▶ _Given request_
Give back the lines below word for word, leaving out the pictures.

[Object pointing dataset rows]
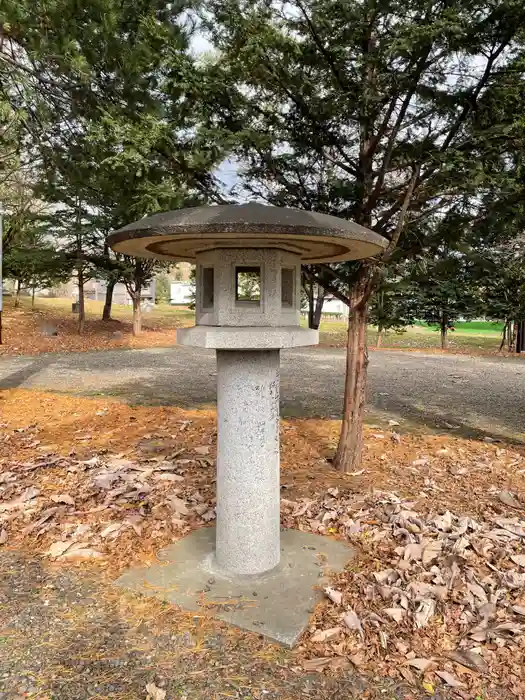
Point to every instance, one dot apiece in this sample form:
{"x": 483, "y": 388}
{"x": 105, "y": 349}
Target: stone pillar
{"x": 248, "y": 492}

▶ _Final result_
Point to every instance, one dot apiece in this sample form:
{"x": 483, "y": 388}
{"x": 105, "y": 349}
Target: stone pillar
{"x": 248, "y": 492}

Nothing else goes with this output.